■ **Exercise aim**
Could you repeat the records below exactly as written?

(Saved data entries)
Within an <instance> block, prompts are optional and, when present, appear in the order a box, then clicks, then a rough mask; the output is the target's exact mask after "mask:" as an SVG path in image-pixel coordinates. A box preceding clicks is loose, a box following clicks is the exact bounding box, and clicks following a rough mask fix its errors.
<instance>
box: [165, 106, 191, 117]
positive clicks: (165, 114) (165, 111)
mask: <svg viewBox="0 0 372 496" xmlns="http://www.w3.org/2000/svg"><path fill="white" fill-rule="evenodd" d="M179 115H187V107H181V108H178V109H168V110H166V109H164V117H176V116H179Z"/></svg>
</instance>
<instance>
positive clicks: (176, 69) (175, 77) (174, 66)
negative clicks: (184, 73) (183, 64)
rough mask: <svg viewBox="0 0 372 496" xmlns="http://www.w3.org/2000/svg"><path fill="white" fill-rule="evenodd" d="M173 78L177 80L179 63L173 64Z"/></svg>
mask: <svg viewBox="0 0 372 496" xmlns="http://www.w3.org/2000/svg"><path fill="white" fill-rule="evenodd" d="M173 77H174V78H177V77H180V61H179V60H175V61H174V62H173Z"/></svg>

■ **Task answer**
Within an <instance> block, prompts are optional and, when present, appear in the order a box, then clicks, then a rough mask; the output is the target's exact mask after "mask:" as an SVG path in image-pixel coordinates. A box preceding clicks is loose, a box following clicks is the exact bounding box, and clicks following a rough mask fix its errors.
<instance>
box: [165, 106, 191, 117]
positive clicks: (165, 114) (165, 111)
mask: <svg viewBox="0 0 372 496" xmlns="http://www.w3.org/2000/svg"><path fill="white" fill-rule="evenodd" d="M179 115H187V107H181V108H178V109H168V110H166V109H164V117H176V116H179Z"/></svg>
</instance>
<instance>
positive clicks: (176, 69) (175, 77) (174, 66)
negative clicks: (184, 73) (183, 64)
rough mask: <svg viewBox="0 0 372 496" xmlns="http://www.w3.org/2000/svg"><path fill="white" fill-rule="evenodd" d="M173 78L177 80L179 63L173 64Z"/></svg>
mask: <svg viewBox="0 0 372 496" xmlns="http://www.w3.org/2000/svg"><path fill="white" fill-rule="evenodd" d="M173 77H174V78H177V77H180V61H179V60H175V61H174V62H173Z"/></svg>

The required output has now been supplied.